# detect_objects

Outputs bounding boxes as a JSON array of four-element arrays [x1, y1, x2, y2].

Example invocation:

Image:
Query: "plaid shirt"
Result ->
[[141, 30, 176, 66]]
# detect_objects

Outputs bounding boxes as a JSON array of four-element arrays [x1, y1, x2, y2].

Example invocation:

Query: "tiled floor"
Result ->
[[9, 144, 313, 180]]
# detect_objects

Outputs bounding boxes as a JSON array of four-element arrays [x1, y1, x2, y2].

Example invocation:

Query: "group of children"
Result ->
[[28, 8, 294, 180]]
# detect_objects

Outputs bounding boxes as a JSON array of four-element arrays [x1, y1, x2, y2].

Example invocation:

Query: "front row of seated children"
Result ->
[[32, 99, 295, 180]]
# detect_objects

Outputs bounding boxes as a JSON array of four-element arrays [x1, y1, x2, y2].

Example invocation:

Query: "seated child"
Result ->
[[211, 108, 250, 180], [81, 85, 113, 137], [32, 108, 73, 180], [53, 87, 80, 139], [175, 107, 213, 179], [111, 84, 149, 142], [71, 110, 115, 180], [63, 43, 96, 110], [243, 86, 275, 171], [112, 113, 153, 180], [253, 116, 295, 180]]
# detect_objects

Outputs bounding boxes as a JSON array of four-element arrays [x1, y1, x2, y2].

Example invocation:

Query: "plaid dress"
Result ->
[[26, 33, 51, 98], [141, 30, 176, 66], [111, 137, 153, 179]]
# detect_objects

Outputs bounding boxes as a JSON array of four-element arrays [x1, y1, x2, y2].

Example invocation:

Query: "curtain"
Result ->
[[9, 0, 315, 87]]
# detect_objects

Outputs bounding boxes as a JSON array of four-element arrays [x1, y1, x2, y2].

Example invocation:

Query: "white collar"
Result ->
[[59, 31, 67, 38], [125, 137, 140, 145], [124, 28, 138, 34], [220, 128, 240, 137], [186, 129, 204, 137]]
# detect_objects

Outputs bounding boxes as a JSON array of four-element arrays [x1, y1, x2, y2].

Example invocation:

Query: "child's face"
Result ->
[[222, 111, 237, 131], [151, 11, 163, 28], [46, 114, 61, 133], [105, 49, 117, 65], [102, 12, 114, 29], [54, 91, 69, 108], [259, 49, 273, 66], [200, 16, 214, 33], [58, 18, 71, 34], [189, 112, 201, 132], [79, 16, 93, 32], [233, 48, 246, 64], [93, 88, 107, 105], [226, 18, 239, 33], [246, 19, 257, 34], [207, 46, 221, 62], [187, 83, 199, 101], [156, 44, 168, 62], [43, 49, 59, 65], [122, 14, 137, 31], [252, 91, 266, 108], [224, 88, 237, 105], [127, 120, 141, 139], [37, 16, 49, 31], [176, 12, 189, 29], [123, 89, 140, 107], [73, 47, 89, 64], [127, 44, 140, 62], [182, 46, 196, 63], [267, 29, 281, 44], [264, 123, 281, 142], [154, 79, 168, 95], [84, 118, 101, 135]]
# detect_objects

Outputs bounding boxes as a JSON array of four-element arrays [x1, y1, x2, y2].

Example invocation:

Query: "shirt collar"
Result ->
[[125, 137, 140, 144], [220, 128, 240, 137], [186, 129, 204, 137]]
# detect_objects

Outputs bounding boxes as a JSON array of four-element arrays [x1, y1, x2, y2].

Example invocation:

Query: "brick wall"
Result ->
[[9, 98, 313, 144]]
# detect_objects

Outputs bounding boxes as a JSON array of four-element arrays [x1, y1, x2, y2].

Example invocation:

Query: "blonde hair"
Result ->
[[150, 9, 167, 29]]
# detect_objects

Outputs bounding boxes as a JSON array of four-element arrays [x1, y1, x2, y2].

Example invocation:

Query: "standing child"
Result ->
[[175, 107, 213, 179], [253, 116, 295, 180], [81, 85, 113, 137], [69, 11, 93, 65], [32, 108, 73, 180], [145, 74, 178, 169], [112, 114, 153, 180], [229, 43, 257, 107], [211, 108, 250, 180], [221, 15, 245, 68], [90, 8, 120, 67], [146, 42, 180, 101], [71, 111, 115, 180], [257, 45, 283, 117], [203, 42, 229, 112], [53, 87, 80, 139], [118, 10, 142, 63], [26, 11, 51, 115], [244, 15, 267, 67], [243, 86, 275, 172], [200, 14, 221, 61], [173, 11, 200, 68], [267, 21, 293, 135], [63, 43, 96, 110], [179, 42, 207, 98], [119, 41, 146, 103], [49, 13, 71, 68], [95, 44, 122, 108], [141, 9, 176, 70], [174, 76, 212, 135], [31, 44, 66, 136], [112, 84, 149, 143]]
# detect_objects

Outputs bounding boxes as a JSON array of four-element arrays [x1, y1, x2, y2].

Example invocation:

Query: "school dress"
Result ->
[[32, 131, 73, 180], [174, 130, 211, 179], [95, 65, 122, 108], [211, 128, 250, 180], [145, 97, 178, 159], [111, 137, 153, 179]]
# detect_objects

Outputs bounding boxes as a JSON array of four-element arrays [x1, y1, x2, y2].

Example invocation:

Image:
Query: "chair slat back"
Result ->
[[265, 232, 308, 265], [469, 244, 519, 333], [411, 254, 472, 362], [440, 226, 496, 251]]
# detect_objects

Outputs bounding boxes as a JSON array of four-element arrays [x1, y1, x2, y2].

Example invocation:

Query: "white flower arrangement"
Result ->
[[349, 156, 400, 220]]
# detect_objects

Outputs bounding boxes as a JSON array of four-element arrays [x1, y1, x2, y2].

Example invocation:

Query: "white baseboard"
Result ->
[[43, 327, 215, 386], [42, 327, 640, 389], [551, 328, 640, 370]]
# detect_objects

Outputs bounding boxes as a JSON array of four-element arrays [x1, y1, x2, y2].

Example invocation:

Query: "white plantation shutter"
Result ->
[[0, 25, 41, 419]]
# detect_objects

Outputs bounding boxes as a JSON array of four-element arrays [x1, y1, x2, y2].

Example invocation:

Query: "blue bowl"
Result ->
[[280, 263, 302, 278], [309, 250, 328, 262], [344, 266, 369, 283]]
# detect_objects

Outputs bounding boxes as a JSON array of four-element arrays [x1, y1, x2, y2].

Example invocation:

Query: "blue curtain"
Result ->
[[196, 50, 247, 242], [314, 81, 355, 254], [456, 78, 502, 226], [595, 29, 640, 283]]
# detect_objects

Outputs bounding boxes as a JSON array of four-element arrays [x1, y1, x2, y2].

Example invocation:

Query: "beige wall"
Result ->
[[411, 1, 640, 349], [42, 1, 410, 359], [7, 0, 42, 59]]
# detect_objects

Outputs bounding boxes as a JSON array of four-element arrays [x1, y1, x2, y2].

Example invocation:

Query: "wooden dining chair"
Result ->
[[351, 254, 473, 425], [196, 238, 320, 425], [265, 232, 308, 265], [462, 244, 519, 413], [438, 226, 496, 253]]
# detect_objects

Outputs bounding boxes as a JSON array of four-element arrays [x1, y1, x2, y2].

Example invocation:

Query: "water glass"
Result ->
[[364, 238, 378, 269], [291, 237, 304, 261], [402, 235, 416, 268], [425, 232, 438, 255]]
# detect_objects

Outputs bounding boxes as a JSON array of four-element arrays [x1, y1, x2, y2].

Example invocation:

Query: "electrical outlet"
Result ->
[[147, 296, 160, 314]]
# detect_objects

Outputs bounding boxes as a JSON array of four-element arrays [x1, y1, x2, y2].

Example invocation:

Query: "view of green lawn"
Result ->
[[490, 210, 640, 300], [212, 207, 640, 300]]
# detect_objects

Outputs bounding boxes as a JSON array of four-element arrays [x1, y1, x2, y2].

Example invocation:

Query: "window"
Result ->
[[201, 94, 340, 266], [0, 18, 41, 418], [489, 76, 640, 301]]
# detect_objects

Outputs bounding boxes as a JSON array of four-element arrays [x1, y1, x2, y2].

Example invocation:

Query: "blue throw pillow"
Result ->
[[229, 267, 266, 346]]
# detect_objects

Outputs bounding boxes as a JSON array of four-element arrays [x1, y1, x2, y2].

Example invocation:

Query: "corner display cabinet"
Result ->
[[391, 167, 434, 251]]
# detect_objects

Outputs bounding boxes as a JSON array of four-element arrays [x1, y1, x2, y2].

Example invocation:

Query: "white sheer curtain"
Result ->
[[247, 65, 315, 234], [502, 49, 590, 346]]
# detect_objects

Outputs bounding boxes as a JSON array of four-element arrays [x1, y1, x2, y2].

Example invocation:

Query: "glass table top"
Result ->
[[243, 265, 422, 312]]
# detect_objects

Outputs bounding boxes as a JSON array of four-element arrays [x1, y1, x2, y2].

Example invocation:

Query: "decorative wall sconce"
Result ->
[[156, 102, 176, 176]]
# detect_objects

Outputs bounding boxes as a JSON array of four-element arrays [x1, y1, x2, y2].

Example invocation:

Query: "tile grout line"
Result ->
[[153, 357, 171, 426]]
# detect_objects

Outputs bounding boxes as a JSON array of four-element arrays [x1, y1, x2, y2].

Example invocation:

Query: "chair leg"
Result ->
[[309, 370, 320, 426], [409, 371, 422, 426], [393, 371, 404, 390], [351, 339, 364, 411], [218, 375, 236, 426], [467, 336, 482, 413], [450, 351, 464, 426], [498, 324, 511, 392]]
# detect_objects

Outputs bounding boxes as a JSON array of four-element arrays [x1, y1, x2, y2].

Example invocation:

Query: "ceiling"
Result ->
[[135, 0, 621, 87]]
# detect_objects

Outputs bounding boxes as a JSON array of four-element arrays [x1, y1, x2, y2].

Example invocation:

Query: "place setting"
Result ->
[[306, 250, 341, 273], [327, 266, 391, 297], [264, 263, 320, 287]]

________________________________________

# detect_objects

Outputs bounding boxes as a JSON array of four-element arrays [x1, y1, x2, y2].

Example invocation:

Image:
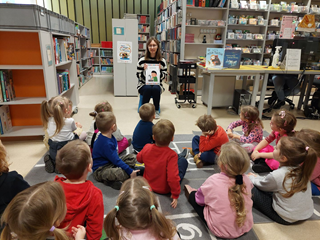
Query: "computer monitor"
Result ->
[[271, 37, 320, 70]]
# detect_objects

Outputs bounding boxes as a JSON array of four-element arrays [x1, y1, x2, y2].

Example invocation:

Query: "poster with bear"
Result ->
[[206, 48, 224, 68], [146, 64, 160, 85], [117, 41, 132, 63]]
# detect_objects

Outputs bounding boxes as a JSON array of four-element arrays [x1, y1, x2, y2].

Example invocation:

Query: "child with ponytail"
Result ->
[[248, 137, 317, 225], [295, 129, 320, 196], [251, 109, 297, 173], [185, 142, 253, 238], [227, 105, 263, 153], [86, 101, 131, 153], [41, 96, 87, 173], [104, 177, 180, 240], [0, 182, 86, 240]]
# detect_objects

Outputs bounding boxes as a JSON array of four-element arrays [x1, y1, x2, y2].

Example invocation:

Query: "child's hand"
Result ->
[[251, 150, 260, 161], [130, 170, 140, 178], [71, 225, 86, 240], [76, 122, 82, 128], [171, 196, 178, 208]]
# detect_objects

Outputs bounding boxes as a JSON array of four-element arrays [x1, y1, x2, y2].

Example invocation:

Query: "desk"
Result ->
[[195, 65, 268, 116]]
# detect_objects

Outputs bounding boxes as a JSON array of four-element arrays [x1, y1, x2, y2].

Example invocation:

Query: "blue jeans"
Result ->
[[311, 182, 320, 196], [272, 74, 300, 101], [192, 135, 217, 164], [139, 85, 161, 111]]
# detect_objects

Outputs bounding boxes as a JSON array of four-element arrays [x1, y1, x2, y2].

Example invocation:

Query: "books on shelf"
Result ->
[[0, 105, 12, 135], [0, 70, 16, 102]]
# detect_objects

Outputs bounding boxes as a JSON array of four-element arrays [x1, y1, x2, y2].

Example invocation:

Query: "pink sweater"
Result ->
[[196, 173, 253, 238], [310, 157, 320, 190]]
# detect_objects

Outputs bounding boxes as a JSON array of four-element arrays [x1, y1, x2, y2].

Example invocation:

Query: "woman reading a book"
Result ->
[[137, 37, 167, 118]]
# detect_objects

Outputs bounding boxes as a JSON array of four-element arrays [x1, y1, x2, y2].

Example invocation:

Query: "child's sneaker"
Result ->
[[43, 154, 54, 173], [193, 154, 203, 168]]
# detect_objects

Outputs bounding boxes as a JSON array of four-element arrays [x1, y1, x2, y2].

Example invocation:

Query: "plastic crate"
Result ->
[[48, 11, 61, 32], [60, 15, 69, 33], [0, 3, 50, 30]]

________________________________________

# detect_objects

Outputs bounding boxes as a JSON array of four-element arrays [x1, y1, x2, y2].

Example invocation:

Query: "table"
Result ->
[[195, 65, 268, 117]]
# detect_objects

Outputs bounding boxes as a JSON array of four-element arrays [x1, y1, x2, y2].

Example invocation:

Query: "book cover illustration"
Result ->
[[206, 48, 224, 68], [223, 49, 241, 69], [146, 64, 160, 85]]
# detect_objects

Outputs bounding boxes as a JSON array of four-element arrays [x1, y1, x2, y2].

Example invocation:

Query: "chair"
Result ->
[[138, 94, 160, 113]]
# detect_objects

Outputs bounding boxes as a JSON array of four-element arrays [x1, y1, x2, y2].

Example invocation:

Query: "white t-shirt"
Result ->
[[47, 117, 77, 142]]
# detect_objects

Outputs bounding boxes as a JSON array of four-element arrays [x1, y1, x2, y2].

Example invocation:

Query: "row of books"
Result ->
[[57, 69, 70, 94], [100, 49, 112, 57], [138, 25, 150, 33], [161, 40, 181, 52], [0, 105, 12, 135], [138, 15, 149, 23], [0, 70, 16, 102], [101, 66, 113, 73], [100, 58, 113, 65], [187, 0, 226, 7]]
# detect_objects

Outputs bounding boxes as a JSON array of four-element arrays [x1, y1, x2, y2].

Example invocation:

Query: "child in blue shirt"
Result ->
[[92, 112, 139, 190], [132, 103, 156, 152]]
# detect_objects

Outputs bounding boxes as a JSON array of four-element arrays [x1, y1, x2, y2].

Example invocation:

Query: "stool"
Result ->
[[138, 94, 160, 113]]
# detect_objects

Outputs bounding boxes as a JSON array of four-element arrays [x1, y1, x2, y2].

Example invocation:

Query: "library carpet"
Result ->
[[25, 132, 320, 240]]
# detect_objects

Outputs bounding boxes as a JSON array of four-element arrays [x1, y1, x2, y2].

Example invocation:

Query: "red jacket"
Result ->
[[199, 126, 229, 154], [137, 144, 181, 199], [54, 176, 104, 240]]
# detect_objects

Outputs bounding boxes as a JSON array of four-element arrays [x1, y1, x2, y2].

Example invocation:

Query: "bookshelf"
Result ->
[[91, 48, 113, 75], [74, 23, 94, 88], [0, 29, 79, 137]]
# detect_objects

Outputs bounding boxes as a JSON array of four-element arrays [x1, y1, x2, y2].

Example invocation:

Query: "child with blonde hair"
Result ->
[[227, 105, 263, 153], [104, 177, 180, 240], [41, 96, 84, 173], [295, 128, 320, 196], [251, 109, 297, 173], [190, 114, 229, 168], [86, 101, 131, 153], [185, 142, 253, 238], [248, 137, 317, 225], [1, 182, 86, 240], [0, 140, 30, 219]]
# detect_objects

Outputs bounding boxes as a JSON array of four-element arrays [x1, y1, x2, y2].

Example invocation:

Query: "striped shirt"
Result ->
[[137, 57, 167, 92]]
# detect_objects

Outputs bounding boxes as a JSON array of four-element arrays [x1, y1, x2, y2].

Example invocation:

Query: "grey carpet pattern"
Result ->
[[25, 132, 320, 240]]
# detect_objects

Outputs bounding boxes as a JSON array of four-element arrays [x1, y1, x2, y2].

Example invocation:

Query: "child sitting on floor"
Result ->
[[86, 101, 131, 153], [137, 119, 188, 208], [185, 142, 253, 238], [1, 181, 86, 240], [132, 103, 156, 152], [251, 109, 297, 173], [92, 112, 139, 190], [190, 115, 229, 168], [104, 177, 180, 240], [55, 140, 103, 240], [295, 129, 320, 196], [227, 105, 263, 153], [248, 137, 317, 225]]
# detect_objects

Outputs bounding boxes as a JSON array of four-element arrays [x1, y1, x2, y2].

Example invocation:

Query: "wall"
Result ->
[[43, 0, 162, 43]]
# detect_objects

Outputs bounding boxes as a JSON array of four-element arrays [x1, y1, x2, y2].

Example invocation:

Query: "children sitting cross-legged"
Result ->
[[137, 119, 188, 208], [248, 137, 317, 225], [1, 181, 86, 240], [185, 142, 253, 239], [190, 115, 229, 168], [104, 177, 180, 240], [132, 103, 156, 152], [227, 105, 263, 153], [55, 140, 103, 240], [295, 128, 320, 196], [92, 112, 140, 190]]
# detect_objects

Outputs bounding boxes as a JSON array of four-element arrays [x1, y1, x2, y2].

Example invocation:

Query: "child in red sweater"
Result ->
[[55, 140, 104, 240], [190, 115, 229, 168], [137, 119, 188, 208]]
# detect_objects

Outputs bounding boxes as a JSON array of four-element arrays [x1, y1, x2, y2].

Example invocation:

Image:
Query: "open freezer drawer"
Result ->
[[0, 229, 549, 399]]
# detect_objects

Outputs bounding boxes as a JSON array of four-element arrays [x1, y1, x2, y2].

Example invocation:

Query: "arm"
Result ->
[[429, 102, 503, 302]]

________________________________________

Gather every line of the data above that contains the word "blue". Copy each of those lines in full.

## SOLUTION FOR THIS PROBLEM
Query: "blue bowl"
Query: "blue curtain"
Query: "blue throw pillow"
Query: "blue jeans"
Query: "child in blue shirt"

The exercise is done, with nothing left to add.